WHAT THE TASK ASKS:
Count the lines in the listing below that contain the string "towel", treating capital and small letters as different. Reply with the number only.

[Start of SUPPLIED DATA]

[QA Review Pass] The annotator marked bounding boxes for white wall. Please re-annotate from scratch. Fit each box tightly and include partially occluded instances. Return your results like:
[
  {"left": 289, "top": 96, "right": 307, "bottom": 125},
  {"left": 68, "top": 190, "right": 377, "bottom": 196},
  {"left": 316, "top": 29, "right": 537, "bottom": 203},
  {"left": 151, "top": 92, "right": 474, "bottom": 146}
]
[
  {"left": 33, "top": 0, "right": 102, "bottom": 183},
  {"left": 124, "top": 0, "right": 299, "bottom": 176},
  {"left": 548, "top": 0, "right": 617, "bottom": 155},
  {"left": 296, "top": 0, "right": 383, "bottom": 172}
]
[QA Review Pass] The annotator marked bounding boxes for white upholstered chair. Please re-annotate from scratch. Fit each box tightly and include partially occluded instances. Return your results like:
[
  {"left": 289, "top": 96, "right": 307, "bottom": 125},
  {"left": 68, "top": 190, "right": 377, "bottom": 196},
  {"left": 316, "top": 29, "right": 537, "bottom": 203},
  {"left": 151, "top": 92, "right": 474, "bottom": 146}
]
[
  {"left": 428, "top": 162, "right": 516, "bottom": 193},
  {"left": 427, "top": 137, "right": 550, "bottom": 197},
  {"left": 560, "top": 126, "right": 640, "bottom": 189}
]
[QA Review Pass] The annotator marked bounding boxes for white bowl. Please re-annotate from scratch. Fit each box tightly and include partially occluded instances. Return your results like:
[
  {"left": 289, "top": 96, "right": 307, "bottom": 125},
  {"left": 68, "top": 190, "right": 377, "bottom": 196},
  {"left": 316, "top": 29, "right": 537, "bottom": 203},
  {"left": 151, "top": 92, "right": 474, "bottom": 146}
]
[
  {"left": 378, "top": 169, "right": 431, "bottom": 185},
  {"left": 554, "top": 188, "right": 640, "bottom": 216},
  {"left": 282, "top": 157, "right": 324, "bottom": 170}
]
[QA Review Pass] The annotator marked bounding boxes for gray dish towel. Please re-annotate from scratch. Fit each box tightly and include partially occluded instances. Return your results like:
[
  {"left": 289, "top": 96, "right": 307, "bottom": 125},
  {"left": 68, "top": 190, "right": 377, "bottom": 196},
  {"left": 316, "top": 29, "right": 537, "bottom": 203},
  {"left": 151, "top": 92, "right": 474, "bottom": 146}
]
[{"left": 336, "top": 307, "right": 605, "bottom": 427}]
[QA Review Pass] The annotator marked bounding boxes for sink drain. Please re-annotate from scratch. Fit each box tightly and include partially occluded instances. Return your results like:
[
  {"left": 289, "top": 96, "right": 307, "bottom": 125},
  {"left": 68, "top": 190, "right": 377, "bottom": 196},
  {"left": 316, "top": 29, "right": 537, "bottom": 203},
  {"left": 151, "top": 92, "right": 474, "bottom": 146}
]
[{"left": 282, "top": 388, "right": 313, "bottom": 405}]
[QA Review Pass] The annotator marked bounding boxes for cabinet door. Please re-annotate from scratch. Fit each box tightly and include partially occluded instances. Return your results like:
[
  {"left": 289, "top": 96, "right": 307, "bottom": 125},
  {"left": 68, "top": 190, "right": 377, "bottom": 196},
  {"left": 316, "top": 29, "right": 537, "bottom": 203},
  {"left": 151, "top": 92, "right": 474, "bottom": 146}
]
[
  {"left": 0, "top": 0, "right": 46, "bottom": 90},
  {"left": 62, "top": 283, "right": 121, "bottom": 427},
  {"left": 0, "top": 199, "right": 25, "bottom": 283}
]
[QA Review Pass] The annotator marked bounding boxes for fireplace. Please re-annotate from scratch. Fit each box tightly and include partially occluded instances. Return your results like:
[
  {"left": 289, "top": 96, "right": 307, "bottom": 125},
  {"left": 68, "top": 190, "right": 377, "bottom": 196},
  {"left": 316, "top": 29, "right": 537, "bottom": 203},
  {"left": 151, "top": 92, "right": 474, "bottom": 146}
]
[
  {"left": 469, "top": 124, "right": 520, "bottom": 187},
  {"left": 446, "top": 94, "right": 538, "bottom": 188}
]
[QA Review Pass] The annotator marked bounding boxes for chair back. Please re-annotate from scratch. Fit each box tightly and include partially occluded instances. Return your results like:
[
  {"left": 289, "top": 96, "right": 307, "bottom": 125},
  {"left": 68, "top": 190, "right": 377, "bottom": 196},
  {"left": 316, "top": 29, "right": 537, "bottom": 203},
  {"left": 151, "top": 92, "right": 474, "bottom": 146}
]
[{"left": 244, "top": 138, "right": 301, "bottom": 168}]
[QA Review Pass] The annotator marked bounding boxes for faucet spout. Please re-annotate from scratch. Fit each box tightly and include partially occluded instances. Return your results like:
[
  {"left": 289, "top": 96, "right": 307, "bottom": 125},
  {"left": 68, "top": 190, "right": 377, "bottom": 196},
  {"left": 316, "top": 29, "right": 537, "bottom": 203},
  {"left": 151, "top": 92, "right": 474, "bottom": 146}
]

[End of SUPPLIED DATA]

SOLUTION:
1